● Seitenauszug
Textatelier
BLOG vom: 16.01.2015

Recherchen 20: Wie wirksam sind Wildwarner am Auto?

Autor: Heinz Scholz, Wissenschaftspublizist, Schopfheim D
 
 
„Was tun, wenn man Wildschweine auf der Strasse trifft?“ Diese Frage wurde in einem Bericht der „Badischen Zeitung“ am 04.12.2014 gestellt. Beim Lesen kam mir die Idee, doch einmal einen Leserbrief über ein angeblich wirksames Gerät, um Wildunfälle zu vermeiden, an die Redaktion zu senden. Der Leserbrief mit folgendem Inhalt wurde am 10.12.2014 publiziert:
 
„Während unseres Urlaubs auf Rügen führte uns ein passionierter Förster und Jäger namens Munder anlässlich einer Wanderung herum. Er erzählte uns von den vielen Wildunfällen durch Wildschweine. Er hatte sich einen Ultraschall-Wildwarner an seinem Auto installiert. Das Produkt ist schon für wenige Euro zu bekommen und kann mittels Klebestreifen auf die Stossstange des Autos oder an einer anderen Stelle im Frontbereich geklebt werden. Durch den Fahrtwind wird bei einer Geschwindigkeit des Autos von 50 km/h ein Hochfrequenz-Ton erzeugt, den die Wildschweine nicht mögen.
 
Herr Munder brachte seine Verwunderung zum Ausdruck, dass diese vom TÜV genehmigten Wildwarner noch nicht überall bekannt sind und auch nicht von Automobilclubs oder Autoversicherungen empfohlen werden. Die Anzahl von Wildunfällen würde sich dramatisch reduzieren lassen. Wichtig ist auch, dass die Autofahrer mit angepasster Geschwindigkeit fahren.“
 
Soweit meine Leserzuschrift. Am darauffolgenden Tag sprach mich eine Frau in  Schopfheim an. Sie wollte erfahren, wo man ein solches Wildwarngerät kaufen könne. Ich riet ihr, im Internet nachzusehen, dort seien einige Lieferanten erwähnt.

● Bereitgestelltes Material

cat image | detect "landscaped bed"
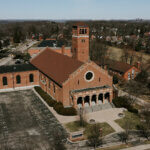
[98,144,132,150]
[65,121,115,136]
[115,111,140,130]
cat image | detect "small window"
[16,75,21,84]
[85,72,94,81]
[53,84,56,93]
[48,80,51,89]
[3,77,8,85]
[29,74,34,82]
[81,39,85,43]
[128,72,131,80]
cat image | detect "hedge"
[34,86,77,116]
[113,96,138,113]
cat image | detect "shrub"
[34,86,77,116]
[113,96,138,113]
[113,74,118,84]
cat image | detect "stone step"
[78,103,114,113]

● Aufgaben im Überblick
1 – Kannst du sämtliche Einträge unter „Bereitgestelltes Material“ Zeile für Zeile genau abschreiben und dabei die Bilder weglassen?
2 – Kannst du den Blogbeitrag über Wildwarner am Auto im Anschluss an seinen letzten Satz weiterschreiben?

● Lösungen je Aufgabe
1 –
cat image | detect "landscaped bed"
[98,144,132,150]
[65,121,115,136]
[115,111,140,130]
cat image | detect "small window"
[16,75,21,84]
[85,72,94,81]
[53,84,56,93]
[48,80,51,89]
[3,77,8,85]
[29,74,34,82]
[81,39,85,43]
[128,72,131,80]
cat image | detect "hedge"
[34,86,77,116]
[113,96,138,113]
cat image | detect "shrub"
[34,86,77,116]
[113,96,138,113]
[113,74,118,84]
cat image | detect "stone step"
[78,103,114,113]

2 –
 
Nächtliche Fahrt mit Folgen
Dann erzählte sie mir die folgende Geschichte: Bei einer nächtlichen Fahrt mit ihrem Mercedes auf einer Landstrasse in Bayern kam ihr ein Wildschwein in die Quere. Der Aufprall an ihrem Auto kam so überraschend, dass sie vorher nicht bremsen konnte. Zum Glück wurde sie nur wenig verletzt. Am Auto entstand ein Schaden von 13 000 Euro, den die Versicherung bezahlte. Sie verspürt immer ein mulmiges Gefühl, wenn sie bei Dunkelheit über den Dinkelberg, der oft von Wild frequentiert wird, fährt. Aus diesem Grunde möchte sie unbedingt ein Wildwarngerät kaufen.
 
Auch ein Wanderfreund wollte Näheres von mir wissen. Seine Frau würde sich wesentlich sicherer fühlen, wenn ein solches Gerät an ihrem Auto wäre, sagte er.
 
Vollmundige Versprechungen?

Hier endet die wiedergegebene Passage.